[Point placement records]
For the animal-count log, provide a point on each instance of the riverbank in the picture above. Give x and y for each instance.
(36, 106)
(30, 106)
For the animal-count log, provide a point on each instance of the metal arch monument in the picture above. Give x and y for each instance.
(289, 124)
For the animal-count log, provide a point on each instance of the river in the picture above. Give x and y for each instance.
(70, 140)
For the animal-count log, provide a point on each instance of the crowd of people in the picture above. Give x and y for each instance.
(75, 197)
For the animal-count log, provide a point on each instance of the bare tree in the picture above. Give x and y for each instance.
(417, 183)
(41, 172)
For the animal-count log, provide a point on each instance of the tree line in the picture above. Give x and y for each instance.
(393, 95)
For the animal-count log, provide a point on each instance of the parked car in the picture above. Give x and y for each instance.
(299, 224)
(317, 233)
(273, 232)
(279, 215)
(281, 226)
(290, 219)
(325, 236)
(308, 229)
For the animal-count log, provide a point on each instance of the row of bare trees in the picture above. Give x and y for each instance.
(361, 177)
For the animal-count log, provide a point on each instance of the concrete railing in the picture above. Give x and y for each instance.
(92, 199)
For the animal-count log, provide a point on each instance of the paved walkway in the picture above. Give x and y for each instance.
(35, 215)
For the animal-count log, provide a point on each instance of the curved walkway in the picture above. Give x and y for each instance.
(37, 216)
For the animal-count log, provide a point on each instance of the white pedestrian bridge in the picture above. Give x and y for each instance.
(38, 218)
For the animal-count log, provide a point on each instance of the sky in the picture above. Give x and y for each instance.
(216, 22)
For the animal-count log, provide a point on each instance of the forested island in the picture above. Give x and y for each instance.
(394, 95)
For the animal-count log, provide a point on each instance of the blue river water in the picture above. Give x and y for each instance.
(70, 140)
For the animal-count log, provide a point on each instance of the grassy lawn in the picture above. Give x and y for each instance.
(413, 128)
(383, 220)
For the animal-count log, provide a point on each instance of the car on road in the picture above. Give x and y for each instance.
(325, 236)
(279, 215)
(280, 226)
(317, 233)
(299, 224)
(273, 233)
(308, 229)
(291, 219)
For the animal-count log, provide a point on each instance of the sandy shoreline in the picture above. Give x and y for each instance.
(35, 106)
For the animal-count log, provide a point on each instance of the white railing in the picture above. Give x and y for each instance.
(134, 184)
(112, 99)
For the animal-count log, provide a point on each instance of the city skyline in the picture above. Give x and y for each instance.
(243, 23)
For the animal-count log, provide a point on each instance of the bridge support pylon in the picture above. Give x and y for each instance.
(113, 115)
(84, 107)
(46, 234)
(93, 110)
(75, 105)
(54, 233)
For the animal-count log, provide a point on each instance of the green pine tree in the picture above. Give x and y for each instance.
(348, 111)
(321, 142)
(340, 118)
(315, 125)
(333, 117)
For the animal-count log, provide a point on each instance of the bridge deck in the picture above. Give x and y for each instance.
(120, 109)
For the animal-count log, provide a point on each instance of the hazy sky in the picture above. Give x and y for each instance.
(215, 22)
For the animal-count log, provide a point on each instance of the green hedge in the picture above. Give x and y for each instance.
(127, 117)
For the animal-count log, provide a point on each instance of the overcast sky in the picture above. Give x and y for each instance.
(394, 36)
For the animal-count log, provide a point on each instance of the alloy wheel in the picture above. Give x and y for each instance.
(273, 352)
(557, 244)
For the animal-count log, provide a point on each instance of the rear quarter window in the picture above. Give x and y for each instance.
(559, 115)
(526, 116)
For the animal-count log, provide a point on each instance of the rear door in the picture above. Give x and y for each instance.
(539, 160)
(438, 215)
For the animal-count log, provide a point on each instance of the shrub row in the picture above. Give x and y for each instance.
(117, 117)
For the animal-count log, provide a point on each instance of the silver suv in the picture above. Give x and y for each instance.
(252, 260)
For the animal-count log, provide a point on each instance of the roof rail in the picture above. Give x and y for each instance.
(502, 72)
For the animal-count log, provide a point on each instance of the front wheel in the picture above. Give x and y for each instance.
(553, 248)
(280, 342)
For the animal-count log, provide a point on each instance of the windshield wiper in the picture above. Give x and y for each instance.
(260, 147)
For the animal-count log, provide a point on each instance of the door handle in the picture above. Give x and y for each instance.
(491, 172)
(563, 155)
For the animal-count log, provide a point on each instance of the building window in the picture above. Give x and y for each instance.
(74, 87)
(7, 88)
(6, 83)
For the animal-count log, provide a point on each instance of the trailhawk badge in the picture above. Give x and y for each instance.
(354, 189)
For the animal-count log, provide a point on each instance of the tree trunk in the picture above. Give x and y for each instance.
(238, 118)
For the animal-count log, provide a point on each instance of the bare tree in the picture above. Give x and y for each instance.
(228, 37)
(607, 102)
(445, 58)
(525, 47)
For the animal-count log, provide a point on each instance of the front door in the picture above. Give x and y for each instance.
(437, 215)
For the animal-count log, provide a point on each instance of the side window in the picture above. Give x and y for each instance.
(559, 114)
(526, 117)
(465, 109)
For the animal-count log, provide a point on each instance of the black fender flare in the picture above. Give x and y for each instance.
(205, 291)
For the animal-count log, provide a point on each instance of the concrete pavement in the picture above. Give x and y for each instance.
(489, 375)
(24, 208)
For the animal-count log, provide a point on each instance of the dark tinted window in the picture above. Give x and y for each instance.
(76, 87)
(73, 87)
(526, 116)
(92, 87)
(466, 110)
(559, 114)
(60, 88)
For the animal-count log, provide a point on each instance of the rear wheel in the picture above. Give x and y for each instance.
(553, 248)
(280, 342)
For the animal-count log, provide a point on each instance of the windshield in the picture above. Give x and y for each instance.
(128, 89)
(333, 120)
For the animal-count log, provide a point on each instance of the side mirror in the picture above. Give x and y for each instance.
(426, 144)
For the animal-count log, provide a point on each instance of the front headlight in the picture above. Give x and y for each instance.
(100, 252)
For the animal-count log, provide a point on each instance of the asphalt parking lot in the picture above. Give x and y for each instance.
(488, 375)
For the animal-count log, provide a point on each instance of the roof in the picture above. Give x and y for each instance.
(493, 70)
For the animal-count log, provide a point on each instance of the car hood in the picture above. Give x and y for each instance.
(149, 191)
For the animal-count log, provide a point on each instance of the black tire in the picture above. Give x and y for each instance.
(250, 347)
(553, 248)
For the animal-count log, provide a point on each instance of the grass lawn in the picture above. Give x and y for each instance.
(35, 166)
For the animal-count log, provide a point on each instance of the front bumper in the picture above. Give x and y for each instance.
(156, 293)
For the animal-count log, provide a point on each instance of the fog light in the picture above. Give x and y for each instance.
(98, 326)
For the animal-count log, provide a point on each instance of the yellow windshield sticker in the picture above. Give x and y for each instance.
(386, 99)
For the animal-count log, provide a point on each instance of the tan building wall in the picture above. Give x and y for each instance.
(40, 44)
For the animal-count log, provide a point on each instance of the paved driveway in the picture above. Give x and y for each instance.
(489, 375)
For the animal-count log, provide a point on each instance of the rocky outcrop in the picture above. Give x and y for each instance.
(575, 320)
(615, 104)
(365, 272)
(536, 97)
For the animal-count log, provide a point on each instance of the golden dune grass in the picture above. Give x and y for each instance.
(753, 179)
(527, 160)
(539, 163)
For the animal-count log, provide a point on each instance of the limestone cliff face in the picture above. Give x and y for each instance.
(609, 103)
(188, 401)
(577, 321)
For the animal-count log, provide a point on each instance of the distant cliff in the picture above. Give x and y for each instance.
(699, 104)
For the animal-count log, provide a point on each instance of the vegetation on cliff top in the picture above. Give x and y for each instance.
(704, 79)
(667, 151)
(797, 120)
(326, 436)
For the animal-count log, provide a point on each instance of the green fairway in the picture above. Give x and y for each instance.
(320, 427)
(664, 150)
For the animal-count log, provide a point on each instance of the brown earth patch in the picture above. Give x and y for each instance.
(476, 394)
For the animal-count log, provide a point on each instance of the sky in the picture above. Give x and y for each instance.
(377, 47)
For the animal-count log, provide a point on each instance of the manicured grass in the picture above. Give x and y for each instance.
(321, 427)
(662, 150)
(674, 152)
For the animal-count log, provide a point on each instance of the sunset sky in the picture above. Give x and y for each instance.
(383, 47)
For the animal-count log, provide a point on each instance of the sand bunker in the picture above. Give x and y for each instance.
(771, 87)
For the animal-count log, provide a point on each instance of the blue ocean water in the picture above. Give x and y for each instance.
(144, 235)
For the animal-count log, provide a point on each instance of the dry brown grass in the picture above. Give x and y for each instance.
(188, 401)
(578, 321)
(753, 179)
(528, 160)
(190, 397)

● **REQUIREMENTS**: In the entries above, take the line containing "of the golden" and each later line through the last, and repeat them exactly. Output nothing else.

● **OUTPUT BELOW**:
For the animal-count log, provide a point on each instance of the golden dune grass in the picture above. Give x and y for each instance.
(753, 179)
(527, 160)
(539, 163)
For the animal-count log, provide a point on each instance of the limestone cliff face in the picture above. Give x and y for each instance.
(609, 103)
(188, 401)
(577, 321)
For the animal-count log, provide a point on each instance of the distant cliff in the picture above. Give x and y for each instance.
(699, 104)
For the animal-count log, provide a point on each instance of the vegetation on cliff top in the picture above. Give x and y for each instance.
(704, 79)
(667, 151)
(797, 120)
(326, 436)
For the animal-count log, provide a point on each instance of the green fairway in the picture above. Give x and y for each instance.
(320, 427)
(664, 150)
For the animal-count log, provide a point on each instance of the brown earth patch in the picture above. Give x and y for each instance.
(476, 394)
For the animal-count log, provide a point on each instance of the sky in the picture above. Give x and y for each instance.
(377, 47)
For the animal-count log, provide a point on each instance of the manicured grass in the picture above. Give x and y for each instance.
(321, 427)
(662, 150)
(674, 152)
For the animal-count log, provide a point on each instance of the sunset sky in the picture above. Give x and y for each instance.
(383, 47)
For the animal-count log, provide a point on each instance of the sand bunker in the picture above. Give x and y for each instance.
(771, 87)
For the animal-count log, provide a point on each instance of the blue ocean water in the picture above. Give x and y for each instance.
(144, 235)
For the animal-count log, provide a point on each instance of the dry brown grass in the picture above. Give x and y for each instance.
(188, 401)
(578, 321)
(753, 179)
(528, 160)
(190, 397)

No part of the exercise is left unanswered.